PROBLEM » Pull out every line of the records below that contains the word "handlebar". Case counts.

RECORDS PROVIDED »
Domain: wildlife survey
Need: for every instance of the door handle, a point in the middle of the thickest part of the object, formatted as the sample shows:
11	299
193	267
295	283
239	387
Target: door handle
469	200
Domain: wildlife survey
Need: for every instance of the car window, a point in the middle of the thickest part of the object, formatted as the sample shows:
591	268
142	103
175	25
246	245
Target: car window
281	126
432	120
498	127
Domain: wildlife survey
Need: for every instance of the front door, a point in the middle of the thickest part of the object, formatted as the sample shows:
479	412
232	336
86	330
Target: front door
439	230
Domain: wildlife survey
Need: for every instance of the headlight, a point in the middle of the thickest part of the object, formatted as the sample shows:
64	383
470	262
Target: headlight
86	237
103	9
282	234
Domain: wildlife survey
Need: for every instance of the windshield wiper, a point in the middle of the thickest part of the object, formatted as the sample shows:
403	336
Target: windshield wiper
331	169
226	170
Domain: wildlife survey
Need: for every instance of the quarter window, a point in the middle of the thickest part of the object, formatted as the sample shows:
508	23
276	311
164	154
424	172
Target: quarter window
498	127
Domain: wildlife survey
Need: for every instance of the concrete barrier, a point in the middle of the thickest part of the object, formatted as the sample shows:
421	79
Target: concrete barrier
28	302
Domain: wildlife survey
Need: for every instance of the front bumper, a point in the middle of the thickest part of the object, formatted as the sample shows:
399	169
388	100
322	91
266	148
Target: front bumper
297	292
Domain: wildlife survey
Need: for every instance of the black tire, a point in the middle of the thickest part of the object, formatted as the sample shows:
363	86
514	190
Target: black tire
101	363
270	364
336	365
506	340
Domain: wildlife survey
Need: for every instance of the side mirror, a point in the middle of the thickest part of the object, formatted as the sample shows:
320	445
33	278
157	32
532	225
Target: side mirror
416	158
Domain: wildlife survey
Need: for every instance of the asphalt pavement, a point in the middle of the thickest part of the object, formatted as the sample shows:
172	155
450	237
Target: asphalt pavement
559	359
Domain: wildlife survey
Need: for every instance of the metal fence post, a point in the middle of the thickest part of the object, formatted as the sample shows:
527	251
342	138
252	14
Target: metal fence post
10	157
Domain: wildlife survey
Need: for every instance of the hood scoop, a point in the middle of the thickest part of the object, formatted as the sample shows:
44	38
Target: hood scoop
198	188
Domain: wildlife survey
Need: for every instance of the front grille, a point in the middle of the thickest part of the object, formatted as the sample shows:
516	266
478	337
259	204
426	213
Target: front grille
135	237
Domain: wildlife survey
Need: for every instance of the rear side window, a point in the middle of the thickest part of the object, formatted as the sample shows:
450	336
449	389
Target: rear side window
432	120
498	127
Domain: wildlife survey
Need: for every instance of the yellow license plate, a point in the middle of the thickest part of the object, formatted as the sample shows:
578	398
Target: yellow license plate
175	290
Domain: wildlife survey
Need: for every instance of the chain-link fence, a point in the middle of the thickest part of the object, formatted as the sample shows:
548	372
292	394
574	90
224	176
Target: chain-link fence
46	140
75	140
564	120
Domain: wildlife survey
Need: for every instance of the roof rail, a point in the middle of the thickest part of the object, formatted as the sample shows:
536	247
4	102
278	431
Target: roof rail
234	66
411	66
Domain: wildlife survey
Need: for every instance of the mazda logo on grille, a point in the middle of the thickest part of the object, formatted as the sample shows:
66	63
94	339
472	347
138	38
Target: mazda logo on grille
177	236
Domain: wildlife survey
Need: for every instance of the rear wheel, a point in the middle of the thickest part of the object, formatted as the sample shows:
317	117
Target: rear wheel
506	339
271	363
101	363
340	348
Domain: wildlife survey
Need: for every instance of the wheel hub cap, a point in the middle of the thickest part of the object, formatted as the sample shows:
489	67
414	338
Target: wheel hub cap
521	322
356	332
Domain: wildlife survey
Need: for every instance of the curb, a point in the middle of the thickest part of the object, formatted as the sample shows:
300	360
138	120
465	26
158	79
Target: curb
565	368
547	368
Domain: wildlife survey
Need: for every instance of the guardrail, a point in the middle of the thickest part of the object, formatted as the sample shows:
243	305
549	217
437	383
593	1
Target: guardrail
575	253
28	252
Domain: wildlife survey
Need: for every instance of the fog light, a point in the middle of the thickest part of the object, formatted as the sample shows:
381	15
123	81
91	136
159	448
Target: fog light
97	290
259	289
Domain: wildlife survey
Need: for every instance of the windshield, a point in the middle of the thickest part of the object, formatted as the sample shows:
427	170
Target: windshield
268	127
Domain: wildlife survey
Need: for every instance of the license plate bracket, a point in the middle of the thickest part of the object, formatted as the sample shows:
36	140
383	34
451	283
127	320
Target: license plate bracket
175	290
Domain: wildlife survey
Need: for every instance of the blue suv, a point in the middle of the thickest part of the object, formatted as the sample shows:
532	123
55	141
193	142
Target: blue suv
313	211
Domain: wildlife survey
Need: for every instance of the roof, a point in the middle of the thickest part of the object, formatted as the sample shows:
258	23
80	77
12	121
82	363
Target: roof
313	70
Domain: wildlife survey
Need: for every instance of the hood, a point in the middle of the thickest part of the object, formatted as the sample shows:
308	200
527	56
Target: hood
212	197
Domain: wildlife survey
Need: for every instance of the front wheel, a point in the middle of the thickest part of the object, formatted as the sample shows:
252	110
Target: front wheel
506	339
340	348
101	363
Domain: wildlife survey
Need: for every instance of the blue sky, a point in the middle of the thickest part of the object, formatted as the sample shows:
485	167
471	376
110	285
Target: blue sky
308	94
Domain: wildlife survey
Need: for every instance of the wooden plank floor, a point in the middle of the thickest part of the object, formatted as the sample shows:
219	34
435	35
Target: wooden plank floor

==

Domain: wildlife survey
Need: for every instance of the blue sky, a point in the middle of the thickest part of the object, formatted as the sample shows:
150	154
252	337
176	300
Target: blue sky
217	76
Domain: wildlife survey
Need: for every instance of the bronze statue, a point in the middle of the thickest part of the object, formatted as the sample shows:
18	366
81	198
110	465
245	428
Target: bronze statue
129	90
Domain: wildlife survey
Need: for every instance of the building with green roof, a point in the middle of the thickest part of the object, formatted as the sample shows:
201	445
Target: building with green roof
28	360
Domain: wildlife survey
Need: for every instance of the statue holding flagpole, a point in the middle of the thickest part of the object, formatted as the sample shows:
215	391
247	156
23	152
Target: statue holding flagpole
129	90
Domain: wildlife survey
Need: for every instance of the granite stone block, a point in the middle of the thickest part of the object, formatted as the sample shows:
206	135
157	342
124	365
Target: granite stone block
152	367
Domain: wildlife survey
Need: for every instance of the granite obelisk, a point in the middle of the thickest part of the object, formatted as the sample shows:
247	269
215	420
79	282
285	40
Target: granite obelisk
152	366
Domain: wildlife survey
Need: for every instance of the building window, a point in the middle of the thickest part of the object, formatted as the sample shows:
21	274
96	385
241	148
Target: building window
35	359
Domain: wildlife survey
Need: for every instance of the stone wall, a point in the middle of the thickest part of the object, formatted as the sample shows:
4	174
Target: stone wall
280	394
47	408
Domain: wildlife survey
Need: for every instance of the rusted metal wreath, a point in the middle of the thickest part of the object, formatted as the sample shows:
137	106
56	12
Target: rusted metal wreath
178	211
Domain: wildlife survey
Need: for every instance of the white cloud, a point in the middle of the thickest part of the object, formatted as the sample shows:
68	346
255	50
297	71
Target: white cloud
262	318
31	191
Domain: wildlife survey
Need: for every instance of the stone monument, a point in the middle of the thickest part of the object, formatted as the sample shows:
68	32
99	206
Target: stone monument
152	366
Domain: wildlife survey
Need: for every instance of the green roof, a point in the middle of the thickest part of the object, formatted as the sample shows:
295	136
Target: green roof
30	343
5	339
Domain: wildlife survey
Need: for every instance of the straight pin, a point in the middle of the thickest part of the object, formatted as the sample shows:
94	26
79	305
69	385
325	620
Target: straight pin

--

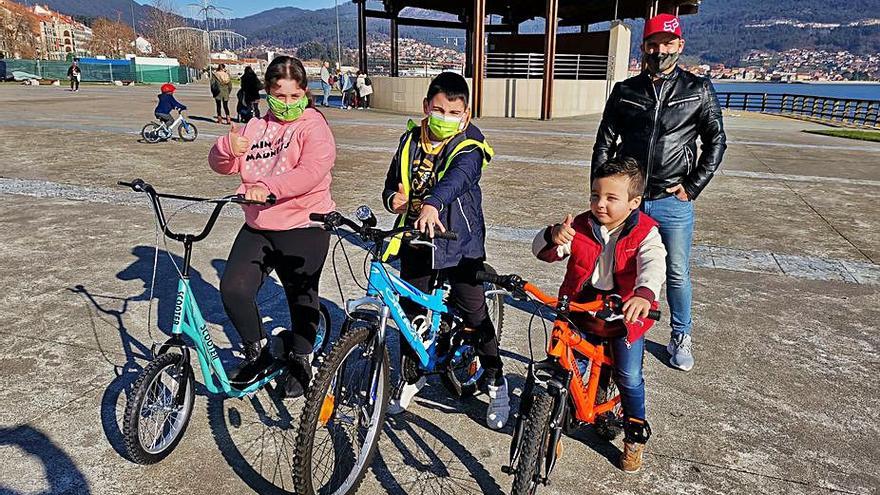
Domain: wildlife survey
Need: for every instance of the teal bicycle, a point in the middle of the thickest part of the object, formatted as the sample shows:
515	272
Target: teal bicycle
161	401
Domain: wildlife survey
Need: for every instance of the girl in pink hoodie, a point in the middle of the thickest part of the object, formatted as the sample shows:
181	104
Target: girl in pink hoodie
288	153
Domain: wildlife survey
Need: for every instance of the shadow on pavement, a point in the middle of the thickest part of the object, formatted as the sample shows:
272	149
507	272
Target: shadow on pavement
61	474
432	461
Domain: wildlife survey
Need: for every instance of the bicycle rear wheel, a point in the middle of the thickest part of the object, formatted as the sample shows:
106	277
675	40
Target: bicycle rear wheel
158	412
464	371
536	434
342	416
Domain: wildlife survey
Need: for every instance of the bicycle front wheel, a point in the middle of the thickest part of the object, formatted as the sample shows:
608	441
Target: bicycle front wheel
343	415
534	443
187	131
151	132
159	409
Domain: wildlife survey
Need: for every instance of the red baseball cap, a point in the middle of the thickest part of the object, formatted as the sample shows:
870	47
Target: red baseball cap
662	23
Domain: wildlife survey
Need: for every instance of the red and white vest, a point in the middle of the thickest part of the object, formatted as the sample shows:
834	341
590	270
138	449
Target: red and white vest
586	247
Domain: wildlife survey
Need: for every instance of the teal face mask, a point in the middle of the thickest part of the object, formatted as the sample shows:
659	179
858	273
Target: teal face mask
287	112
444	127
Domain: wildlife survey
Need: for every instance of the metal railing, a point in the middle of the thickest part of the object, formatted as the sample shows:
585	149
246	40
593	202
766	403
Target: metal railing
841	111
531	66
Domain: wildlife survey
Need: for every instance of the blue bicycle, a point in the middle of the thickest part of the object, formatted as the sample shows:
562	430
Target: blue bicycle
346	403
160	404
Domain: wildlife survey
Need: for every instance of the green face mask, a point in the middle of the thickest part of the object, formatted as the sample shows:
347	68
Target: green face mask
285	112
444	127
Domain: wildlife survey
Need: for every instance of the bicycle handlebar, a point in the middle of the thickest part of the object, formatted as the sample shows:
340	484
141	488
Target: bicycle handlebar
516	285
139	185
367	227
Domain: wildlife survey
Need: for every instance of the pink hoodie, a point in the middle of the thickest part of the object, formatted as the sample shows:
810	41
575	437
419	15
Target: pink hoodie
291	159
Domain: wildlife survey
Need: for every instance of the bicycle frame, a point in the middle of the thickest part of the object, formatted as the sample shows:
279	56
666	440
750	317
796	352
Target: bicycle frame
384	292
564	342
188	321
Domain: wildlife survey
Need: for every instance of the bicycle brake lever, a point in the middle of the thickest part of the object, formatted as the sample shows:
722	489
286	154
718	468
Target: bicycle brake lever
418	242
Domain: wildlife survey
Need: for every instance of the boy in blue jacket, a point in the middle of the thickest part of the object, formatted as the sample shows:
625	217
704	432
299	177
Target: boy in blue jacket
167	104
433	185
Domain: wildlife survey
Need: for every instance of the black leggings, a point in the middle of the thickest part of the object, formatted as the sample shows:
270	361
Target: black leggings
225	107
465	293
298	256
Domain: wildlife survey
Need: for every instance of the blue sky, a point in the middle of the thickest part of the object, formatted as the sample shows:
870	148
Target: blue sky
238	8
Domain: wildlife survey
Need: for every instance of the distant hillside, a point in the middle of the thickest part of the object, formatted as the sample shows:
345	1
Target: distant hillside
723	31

ANSWER TO THE EXERCISE »
Need: for every instance of the bicycle handlebar, a point in the middle of the thickest part of the object, formatted as the sample shows:
Target: bicycle handlebar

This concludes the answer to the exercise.